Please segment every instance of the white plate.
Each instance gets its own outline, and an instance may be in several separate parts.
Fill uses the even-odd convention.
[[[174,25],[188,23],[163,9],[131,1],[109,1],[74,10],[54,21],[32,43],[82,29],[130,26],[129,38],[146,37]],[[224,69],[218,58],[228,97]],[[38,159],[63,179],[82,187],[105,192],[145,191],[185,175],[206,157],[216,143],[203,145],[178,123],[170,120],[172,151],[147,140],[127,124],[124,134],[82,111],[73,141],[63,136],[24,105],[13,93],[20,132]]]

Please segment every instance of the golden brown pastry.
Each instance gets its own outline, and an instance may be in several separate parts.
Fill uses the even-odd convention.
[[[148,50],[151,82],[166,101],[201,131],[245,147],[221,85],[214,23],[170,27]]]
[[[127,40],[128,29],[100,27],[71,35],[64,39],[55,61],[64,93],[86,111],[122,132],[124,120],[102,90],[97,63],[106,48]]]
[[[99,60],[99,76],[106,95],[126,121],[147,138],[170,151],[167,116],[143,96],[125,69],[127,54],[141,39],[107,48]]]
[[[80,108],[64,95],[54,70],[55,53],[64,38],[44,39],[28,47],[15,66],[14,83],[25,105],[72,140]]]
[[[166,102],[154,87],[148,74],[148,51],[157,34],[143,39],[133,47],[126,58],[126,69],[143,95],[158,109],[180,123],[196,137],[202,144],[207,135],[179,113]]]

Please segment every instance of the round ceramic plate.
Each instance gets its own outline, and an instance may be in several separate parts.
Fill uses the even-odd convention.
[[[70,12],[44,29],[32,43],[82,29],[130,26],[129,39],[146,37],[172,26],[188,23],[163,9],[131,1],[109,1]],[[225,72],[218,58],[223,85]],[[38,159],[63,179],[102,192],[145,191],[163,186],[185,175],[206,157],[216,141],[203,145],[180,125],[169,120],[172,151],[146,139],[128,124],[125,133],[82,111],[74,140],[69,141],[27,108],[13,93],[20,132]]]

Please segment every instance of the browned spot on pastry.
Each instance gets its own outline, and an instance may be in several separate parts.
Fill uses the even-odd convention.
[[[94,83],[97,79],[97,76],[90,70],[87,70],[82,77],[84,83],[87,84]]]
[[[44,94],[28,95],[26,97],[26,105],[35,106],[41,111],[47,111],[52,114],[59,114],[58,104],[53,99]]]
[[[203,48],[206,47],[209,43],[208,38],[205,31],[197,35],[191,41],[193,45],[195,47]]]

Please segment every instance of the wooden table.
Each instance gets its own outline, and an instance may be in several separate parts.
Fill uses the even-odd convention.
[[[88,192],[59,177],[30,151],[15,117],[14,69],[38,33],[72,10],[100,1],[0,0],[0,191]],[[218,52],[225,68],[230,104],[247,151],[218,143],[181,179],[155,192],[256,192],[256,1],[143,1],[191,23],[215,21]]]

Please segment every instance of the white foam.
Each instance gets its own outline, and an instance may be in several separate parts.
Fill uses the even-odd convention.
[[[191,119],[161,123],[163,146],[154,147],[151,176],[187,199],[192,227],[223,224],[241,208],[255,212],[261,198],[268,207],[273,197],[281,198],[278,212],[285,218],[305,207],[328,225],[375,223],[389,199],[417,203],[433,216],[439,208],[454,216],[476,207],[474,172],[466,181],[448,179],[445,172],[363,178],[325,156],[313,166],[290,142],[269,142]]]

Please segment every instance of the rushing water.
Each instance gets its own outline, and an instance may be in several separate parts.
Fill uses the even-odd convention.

══════════════════════════════

Copy all of the material above word for word.

Please segment every instance of the white plate.
Each instance gets its own outline, and an instance may be in several separate parts.
Fill uses the even-odd convention.
[[[174,25],[188,23],[163,9],[131,1],[109,1],[74,10],[54,21],[32,43],[82,29],[130,26],[129,38],[146,37]],[[224,69],[218,58],[228,97]],[[38,159],[63,179],[82,187],[105,192],[145,191],[185,175],[206,157],[216,143],[203,145],[178,123],[170,120],[172,151],[147,140],[127,124],[124,134],[82,111],[73,141],[63,136],[24,105],[13,93],[20,132]]]

Please segment every instance of the golden brown pastry.
Each instance gets its own outline, and an instance may be in several separate parts.
Fill uses the even-odd convention.
[[[148,50],[151,82],[166,101],[201,131],[245,147],[221,85],[214,23],[170,27]]]
[[[127,40],[128,29],[100,27],[71,35],[64,39],[55,61],[64,93],[86,111],[122,132],[124,120],[102,90],[97,63],[106,48]]]
[[[99,60],[99,76],[106,95],[126,121],[147,138],[170,151],[167,116],[143,96],[125,69],[127,54],[141,39],[107,48]]]
[[[80,108],[64,95],[54,70],[55,53],[64,38],[44,39],[28,47],[15,66],[14,83],[25,105],[72,140]]]
[[[166,102],[154,87],[148,74],[148,51],[157,34],[143,39],[133,47],[126,58],[126,69],[143,95],[158,109],[180,123],[196,137],[202,144],[207,135],[179,113]]]

Please segment every instance of the round ceramic plate.
Each instance gets its own outline, and an instance may be in several separate parts.
Fill uses the even-odd convention.
[[[70,12],[44,29],[32,43],[82,29],[130,26],[129,39],[146,37],[172,26],[188,23],[163,9],[131,1],[109,1]],[[225,72],[218,58],[223,85]],[[38,159],[63,179],[102,192],[145,191],[163,186],[185,175],[206,157],[216,141],[203,145],[180,125],[169,120],[172,151],[146,139],[128,124],[125,133],[82,111],[74,140],[69,141],[27,108],[13,93],[20,132]]]

Please segment every instance of the browned spot on pastry.
Each instance gets its own outline, and an instance may be in several separate parts.
Fill uses the even-odd convention.
[[[94,83],[97,79],[97,76],[90,70],[87,70],[82,77],[84,83],[87,84]]]
[[[44,94],[28,95],[26,97],[26,105],[35,106],[41,111],[47,111],[52,114],[59,114],[58,104],[53,99]]]
[[[203,48],[206,47],[209,43],[208,38],[205,31],[197,35],[191,41],[193,45],[195,47]]]

Please segment every instance of the wooden table.
Each instance gets its own outline, and an instance may be in several separate parts.
Fill uses the even-odd convention.
[[[88,192],[59,177],[30,151],[15,117],[14,69],[38,33],[72,10],[100,1],[0,0],[0,191]],[[218,52],[225,68],[230,104],[247,151],[218,143],[181,179],[155,192],[256,192],[256,1],[143,1],[191,23],[215,21]]]

Please segment every instance of the white foam.
Each instance gets its own outline, and an instance may be in several separate parts.
Fill uses the even-odd convention.
[[[191,119],[161,123],[163,146],[154,147],[151,176],[187,199],[192,227],[223,224],[241,208],[255,212],[261,198],[268,207],[273,197],[281,198],[278,212],[285,218],[305,207],[328,225],[375,223],[389,199],[417,203],[433,216],[439,208],[454,216],[476,207],[474,172],[466,181],[448,179],[445,172],[363,178],[325,156],[313,166],[290,142],[269,142]]]

Please segment every instance of the rushing water.
Each instance gets its own outline, and an instance may be in several separate parts.
Fill uses the even-odd convention.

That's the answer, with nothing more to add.